### Stated exercise
Only the run of lines from the one containing "For every instance of the beaded" through the last line should be returned, exactly as written.

### Records for this task

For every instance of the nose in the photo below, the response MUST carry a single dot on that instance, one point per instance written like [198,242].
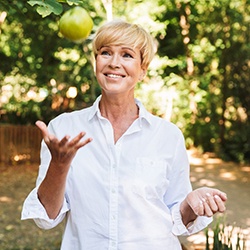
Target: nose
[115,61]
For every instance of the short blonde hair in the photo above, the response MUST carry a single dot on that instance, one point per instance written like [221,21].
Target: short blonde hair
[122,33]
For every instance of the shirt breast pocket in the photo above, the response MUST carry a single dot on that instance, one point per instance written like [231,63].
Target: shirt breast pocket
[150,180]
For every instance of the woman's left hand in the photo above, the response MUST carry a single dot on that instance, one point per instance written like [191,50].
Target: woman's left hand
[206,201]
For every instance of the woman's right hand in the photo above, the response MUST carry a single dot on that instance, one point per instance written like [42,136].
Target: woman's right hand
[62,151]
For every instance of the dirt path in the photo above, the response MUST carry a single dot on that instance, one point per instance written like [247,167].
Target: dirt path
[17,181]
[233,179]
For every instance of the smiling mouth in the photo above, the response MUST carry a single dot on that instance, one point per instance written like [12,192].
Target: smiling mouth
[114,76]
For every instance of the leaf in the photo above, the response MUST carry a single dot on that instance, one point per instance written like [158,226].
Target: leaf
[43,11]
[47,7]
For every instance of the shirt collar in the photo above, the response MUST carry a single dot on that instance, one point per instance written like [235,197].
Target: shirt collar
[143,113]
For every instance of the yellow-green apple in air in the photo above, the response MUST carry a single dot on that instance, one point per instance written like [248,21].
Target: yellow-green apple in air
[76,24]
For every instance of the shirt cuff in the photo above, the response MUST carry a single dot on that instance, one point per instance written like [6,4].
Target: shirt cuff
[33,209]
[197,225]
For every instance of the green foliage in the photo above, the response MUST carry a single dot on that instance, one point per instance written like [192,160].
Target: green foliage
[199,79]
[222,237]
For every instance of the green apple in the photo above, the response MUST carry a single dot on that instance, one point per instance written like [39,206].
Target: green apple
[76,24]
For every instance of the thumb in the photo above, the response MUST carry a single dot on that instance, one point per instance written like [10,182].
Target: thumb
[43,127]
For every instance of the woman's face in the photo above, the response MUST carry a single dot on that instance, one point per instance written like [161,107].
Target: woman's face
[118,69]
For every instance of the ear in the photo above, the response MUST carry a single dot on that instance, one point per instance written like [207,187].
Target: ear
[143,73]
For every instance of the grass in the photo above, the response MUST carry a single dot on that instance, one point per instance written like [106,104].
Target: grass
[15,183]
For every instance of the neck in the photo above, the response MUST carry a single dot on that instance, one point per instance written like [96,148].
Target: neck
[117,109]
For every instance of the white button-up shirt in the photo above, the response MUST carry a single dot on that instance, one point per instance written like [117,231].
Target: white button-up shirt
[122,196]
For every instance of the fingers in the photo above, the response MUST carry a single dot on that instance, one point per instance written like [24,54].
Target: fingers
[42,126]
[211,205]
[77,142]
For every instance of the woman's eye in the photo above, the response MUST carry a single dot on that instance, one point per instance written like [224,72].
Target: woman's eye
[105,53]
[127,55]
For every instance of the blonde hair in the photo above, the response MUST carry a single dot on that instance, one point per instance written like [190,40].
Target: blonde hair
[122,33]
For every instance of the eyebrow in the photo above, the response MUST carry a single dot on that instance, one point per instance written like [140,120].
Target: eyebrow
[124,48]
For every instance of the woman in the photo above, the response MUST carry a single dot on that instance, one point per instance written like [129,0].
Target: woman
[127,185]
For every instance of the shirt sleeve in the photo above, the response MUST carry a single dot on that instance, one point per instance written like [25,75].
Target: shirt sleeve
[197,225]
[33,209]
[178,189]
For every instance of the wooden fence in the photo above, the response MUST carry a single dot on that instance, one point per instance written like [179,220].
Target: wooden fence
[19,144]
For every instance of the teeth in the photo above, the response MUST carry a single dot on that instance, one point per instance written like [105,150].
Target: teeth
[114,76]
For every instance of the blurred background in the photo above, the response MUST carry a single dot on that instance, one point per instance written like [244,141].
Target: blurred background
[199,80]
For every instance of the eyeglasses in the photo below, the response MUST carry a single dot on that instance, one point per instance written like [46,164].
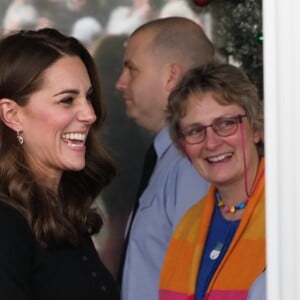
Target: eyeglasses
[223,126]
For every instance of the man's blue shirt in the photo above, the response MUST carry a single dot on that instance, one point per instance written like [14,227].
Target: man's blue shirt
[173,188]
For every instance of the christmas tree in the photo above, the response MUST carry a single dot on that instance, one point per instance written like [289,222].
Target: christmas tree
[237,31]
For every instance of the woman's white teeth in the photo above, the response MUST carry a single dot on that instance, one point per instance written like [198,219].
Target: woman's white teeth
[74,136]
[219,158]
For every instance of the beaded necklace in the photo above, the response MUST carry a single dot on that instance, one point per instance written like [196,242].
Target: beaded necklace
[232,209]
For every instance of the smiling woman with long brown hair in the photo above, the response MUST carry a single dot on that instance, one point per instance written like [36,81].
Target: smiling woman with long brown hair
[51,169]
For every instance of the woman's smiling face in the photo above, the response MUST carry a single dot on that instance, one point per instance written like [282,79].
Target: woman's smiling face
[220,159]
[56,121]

### Exercise output
For every instance of the beaded necklace in the photo above, the response MUST carry a single dot on that instance, one point per instance written like [196,242].
Target: beaded necklace
[232,209]
For every instance of the smiling woman with long brown hair in the photo above, the response MUST carry a single dot on that instance, one point per instance written like [36,81].
Target: smiling woman with long brown hair
[51,169]
For every instance of the woman's smiling face in the photo above, the response MUST carry a single dot on that instance, one point per instance written like [282,79].
Target: woman's smiling face
[220,159]
[56,121]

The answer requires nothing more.